• **Task directions**:
Transcribe every line of the data below word for word, leaving the pictures out of your answer.

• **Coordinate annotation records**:

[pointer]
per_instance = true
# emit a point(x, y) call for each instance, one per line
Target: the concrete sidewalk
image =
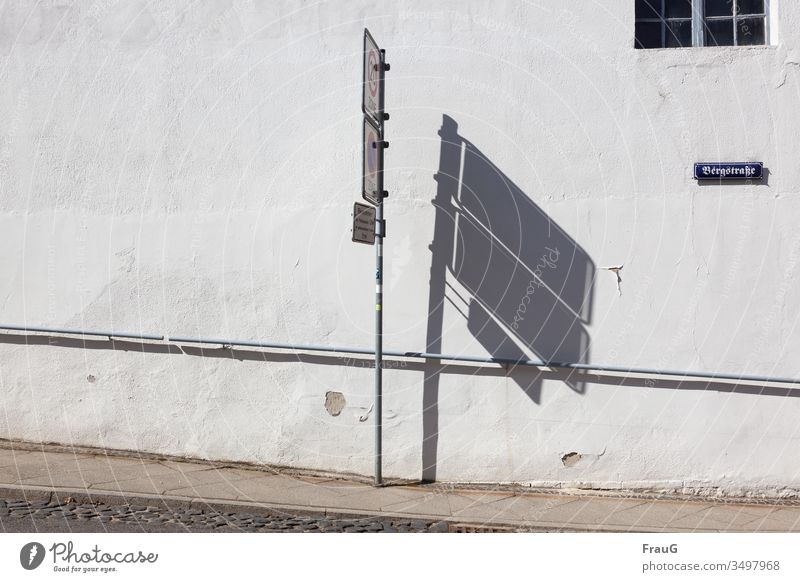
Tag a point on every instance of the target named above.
point(26, 470)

• **Task result**:
[pointer]
per_instance = true
# emit a point(x, y) call for each instance, one per line
Target: the concrete sidewalk
image =
Tag a point on every instance of the target named above.
point(26, 470)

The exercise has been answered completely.